(Stored entries)

▬▬▬

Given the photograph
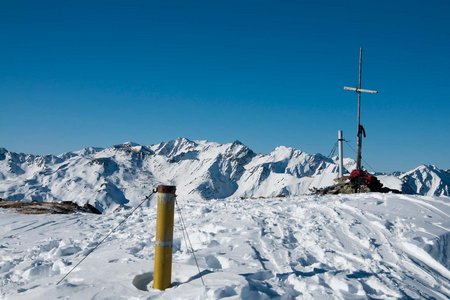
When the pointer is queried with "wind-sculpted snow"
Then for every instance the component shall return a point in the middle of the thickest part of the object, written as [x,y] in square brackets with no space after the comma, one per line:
[366,246]
[201,169]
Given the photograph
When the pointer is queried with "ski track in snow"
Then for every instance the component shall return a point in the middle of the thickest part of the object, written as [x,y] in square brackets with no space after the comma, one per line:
[330,247]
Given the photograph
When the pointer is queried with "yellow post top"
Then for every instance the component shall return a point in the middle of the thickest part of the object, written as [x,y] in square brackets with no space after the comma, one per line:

▬▬▬

→ **Goal**:
Format every line of the stored entries above as a JSON list of strings, one string per line, skipping blank lines. Omit the pictures from your list.

→ **Complete answer**:
[
  "Given the photograph",
  "When the pointer is queried with \"wind-sculpted snow\"",
  "Then for every instance the component shall return a point in the middle of the thickest part of the object, written as [x,y] in square brackets with no space after the comma, one per line:",
  "[366,246]",
  "[201,169]",
  "Given the photograph",
  "When the pointer is queried with \"ski track in snow\"",
  "Then for every instance the component shall return a point in the middle of the thickest part of the object, written as [x,y] in square brackets with no space after the comma, one per line:",
  "[330,247]",
  "Given the photograph",
  "When the pointer is queried with \"yellow post top\"",
  "Then for every instance the component shall return a point in the middle of the thickest part of the object, written as [x,y] in square brackets with no space after the comma, one per line:"
]